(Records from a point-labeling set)
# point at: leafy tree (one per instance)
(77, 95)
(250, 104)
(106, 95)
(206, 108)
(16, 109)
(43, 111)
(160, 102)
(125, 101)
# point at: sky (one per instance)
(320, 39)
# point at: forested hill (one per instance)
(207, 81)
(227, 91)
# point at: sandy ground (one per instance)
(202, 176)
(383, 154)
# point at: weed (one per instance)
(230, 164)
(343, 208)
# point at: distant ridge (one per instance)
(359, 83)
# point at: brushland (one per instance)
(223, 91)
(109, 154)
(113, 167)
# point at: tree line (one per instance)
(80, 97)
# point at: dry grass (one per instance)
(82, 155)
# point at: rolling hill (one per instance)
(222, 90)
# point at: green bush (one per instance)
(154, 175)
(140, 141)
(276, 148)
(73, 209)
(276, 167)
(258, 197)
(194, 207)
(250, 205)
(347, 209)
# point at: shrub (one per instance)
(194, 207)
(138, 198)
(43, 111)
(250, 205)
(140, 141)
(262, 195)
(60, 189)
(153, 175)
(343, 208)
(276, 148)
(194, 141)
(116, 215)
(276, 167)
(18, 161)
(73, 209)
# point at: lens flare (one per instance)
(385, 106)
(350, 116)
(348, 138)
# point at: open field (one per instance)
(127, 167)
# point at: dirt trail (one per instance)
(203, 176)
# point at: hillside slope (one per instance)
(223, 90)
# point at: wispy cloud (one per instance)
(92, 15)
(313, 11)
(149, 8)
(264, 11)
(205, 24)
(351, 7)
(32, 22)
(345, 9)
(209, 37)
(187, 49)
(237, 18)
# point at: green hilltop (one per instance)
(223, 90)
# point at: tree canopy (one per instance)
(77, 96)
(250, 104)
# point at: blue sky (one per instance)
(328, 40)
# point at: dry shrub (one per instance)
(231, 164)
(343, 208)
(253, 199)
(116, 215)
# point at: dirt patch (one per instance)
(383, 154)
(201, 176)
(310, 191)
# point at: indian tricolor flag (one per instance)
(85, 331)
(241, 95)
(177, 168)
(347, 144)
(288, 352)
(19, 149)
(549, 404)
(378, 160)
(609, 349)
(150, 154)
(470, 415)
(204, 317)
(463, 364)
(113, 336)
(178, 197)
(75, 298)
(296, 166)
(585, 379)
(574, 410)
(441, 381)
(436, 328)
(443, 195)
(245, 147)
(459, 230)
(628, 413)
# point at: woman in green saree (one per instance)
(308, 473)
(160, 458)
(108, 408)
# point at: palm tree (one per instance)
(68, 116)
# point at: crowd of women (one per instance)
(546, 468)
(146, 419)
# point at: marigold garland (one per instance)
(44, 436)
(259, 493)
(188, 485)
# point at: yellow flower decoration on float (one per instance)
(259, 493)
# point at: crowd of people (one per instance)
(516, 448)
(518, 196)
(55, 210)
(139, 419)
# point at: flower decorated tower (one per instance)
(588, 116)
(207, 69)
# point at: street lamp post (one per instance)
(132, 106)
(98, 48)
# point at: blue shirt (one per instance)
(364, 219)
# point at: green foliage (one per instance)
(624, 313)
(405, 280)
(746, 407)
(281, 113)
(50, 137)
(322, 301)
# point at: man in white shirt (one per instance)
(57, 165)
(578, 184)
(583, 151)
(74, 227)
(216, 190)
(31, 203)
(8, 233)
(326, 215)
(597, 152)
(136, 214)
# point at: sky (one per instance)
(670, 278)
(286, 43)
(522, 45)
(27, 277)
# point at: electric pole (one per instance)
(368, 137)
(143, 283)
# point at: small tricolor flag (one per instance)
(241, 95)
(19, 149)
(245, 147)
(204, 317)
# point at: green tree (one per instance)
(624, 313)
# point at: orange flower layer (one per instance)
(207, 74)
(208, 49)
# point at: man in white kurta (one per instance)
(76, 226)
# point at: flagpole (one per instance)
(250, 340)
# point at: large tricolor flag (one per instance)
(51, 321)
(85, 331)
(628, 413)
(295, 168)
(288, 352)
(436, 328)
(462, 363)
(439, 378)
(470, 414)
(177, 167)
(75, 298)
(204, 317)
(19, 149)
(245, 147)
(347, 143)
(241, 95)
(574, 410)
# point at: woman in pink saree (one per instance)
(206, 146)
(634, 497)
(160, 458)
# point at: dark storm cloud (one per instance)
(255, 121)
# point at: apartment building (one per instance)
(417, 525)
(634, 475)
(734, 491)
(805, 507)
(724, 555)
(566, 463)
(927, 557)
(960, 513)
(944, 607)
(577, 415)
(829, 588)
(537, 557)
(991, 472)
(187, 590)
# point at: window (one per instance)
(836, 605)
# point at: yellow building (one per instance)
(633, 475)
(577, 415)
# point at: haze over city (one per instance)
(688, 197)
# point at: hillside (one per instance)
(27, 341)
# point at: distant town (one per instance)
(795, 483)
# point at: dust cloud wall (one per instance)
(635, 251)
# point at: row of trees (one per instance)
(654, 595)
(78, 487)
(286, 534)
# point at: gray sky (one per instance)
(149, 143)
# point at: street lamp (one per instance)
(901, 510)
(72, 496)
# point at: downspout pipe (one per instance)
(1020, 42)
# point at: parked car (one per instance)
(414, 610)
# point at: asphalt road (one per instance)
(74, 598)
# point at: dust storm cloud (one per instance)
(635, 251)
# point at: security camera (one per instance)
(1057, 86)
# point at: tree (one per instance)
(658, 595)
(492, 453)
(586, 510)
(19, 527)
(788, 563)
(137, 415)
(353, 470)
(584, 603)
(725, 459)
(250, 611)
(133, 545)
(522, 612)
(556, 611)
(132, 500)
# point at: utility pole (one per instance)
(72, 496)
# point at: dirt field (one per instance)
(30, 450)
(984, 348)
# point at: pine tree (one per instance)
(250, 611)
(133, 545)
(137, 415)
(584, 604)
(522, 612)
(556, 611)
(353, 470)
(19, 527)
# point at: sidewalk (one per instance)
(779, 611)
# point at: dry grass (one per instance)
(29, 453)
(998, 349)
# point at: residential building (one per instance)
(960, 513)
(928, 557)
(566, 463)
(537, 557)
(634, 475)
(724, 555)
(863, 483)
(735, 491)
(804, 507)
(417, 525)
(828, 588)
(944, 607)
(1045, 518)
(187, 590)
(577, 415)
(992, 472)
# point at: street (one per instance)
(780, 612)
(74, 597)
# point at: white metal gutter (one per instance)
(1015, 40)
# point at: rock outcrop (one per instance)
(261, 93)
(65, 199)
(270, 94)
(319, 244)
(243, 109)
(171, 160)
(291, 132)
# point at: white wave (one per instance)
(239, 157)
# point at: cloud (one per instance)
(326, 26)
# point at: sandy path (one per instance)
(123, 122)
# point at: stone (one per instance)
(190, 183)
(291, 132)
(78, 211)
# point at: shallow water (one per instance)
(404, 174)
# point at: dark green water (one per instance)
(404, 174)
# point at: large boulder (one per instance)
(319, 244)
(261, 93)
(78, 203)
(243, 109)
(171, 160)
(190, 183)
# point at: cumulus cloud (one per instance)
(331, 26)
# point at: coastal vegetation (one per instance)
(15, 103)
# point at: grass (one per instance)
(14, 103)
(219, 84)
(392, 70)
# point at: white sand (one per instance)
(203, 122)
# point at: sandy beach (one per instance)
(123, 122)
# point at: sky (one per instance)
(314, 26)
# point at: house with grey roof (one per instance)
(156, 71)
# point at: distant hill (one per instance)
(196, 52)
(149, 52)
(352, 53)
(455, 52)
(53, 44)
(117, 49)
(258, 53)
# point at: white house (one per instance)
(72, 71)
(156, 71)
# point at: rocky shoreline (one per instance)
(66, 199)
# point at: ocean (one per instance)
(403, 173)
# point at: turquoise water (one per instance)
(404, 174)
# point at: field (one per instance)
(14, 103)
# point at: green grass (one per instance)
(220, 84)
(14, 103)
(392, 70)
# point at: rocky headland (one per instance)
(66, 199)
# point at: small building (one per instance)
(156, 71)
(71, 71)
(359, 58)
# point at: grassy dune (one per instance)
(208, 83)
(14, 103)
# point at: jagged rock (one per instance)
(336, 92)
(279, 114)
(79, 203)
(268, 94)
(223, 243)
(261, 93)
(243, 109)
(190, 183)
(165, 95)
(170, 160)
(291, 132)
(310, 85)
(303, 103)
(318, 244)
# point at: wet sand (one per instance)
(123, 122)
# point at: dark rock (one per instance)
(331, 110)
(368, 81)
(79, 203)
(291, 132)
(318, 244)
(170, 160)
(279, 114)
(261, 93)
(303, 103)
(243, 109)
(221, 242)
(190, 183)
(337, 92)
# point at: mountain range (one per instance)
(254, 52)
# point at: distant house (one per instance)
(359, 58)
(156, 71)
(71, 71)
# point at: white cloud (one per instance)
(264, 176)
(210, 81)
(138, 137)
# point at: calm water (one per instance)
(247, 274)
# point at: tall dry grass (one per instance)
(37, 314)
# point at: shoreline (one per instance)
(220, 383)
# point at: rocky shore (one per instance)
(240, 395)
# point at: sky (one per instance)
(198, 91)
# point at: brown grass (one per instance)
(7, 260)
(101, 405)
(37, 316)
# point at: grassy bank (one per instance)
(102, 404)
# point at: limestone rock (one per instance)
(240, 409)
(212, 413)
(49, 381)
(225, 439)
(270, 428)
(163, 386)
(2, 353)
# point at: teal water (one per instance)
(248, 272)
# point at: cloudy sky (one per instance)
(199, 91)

» WHAT TO DO:
Put the records in the stretch from the line containing "# point at: distant hill (one per instance)" through the end of the records into a two-column CSV with the columns ask and response. Use one row per record: its text in one quoted field and its answer in another, with any line breaks replaced by spaces.

» SOLVED EXERCISE:
ask,response
"# point at: distant hill (one per instance)","(196, 52) (149, 52) (352, 53) (455, 52) (53, 44) (117, 49) (258, 53)"
"# point at: white house (one per instance)","(72, 71) (156, 71)"
"# point at: rocky shoreline (one per instance)","(66, 199)"
"# point at: ocean (one per instance)","(403, 173)"
"# point at: turquoise water (one per instance)","(404, 174)"
"# point at: field (one per instance)","(14, 103)"
"# point at: green grass (one per instance)","(220, 84) (14, 103) (392, 70)"
"# point at: rocky headland (one per instance)","(66, 199)"
"# point at: small building (one per instance)","(156, 71) (71, 71) (359, 58)"
"# point at: grassy dune (one per instance)","(208, 83) (14, 103)"
"# point at: jagged rock (one per instance)","(336, 92) (279, 114) (79, 203) (268, 94) (223, 243) (261, 93) (243, 109) (190, 183) (165, 95) (170, 160) (291, 132) (310, 85) (303, 103) (318, 244)"
"# point at: wet sand (one per instance)","(123, 122)"
"# point at: dark rock (one per instance)","(331, 110) (368, 81) (79, 203) (291, 132) (318, 244) (170, 160) (279, 114) (261, 93) (303, 103) (243, 109) (221, 242) (190, 183) (337, 92)"
"# point at: mountain range (one per instance)","(254, 52)"
"# point at: distant house (one per instance)","(359, 58) (156, 71) (71, 71)"
"# point at: white cloud (one per instance)","(264, 176) (210, 81) (138, 137)"
"# point at: calm water (one per instance)","(247, 274)"
"# point at: tall dry grass (one per instance)","(37, 314)"
"# point at: shoreline (one per instance)","(220, 383)"
"# point at: rocky shore (one per instance)","(240, 395)"
"# point at: sky (one per instance)","(198, 91)"
"# point at: brown grass (one per instance)","(7, 260) (101, 405) (37, 316)"
"# point at: grassy bank (one per instance)","(102, 404)"
"# point at: limestone rock (one per instance)","(240, 409) (212, 413) (49, 381) (225, 439) (270, 428) (163, 386) (2, 353)"
"# point at: teal water (one per instance)","(248, 272)"
"# point at: cloudy sky (one per instance)","(199, 91)"